# 提示文:
────────

文化 国際交流員マルセルのコラム

■ドイツで医師の診察を受ける
〔Arztbesuch in Deutschland(アルツトベスヒ イン ドイチュランド)〕

◇日本と異なるドイツの医療システム-かかりつけ医
ドイツでの医療システムを利用する方法は、日本とは大きく異なります。
多くのドイツの家庭では、近所にかかりつけ医師の診療所(Praxis(プラクシス))があり、風邪や頭痛・腹痛など一般的な身体の不調を感じたときは、まずそこに行きます。
この医師は、Allgemeinarzt(アルゲマインアルツト)(一般医)またはHausarzt(ハウスアルツト)(家庭医)と呼ばれる医師で、特に専門分野はありませんが、全身の症状を診てくれる医師です。
もしあなたがドイツに引っ越すことがあったら、ドイツでの住居が決まったタイミングで、最寄りの地域にかかりつけ医を見つけておくと、いざという時に慌てなくてすむと思います。私はかかりつけ医に下の名前で呼ばれるくらい仲が良く、いつも安心して受診していました。
また、18歳までのお子さん(ドイツでは18歳で成人)がいらっしゃる場合は、小児科のお世話になると思いますので、やはり近所に評判のよい小児科の診療所があるか、確認しておくとよいでしょう。
そして、かかりつけ医や小児科が決定したら、まずお医者さんの人当たりや診療所自体の雰囲気を知るために、またこちら側の自己紹介もかねて、一般的な健診の予約を取るとよいでしょう。
ミュンヘンに住んでいたときに、日本人の友達に病気になったらどうすればいいかとよく聞かれました。ミュンヘンには、なんと日本人のドクターがいるので、いざという時は日本語で話すことができて安心です。こちらの診療所では、医師だけでなく、看護師・スタッフ全員が日本人なので、いつもお勧めしていました(日本人ドクター…ベッカー・シューダー幸代先生)。また、デュッセルドルフから電車で1時間ほどの町ドルトムントの郊外にある「健診センター.de」という施設では、日本人ドクターによるさまざまな検査が受けられるそうです。
おかげさまで私はまだ日本で病院に行くほど困ったことがありません。ただし、市役所に入ってから、健康診断を受けたことは新しい経験でした。ドイツでは、学校や一般企業で義務的な健康診断はありませんから!

────────

# 提供資料:
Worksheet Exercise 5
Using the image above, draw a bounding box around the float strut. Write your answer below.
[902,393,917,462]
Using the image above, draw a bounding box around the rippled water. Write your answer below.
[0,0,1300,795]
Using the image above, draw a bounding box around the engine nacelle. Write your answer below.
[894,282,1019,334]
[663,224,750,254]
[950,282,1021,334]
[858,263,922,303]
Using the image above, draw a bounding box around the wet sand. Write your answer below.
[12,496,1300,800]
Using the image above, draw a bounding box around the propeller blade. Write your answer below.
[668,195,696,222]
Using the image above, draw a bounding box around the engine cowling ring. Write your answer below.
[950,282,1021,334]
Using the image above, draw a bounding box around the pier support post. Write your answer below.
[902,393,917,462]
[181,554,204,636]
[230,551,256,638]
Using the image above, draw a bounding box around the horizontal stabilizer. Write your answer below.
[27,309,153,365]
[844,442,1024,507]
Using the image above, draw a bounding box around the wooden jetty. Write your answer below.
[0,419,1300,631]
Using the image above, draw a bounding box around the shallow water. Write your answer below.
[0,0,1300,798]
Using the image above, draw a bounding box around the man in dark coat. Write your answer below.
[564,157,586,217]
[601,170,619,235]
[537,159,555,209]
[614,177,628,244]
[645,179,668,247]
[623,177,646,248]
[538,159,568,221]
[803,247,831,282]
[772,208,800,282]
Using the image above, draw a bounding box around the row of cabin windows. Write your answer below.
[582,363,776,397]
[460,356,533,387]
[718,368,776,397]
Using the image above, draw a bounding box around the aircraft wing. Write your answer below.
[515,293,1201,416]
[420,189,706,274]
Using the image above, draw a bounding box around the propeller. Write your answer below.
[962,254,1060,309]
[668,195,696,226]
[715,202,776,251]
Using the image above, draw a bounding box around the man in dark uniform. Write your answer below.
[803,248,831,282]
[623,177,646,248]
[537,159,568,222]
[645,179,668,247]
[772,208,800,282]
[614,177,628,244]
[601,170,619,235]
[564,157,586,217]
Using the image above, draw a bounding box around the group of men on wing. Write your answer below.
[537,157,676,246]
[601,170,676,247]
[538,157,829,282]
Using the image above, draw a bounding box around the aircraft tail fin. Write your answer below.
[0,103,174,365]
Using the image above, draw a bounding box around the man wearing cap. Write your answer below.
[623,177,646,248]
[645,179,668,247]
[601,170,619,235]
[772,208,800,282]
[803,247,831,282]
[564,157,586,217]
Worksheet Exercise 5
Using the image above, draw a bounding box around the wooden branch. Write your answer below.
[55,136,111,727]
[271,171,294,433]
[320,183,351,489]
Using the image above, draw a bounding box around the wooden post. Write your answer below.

────────

# 取り組む課題:
ドイツの医療についてのコラムから、「多くのドイツの家庭では、近所」から「も安心して受診していました。」までの部分を一字一句違えずに打ち直しなさい。

# 課題の解答:
多くのドイツの家庭では、近所にかかりつけ医師の診療所(Praxis(プラクシス))があり、風邪や頭痛・腹痛など一般的な身体の不調を感じたときは、まずそこに行きます。
この医師は、Allgemeinarzt(アルゲマインアルツト)(一般医)またはHausarzt(ハウスアルツト)(家庭医)と呼ばれる医師で、特に専門分野はありませんが、全身の症状を診てくれる医師です。
もしあなたがドイツに引っ越すことがあったら、ドイツでの住居が決まったタイミングで、最寄りの地域にかかりつけ医を見つけておくと、いざという時に慌てなくてすむと思います。私はかかりつけ医に下の名前で呼ばれるくらい仲が良く、いつも安心して受診していました。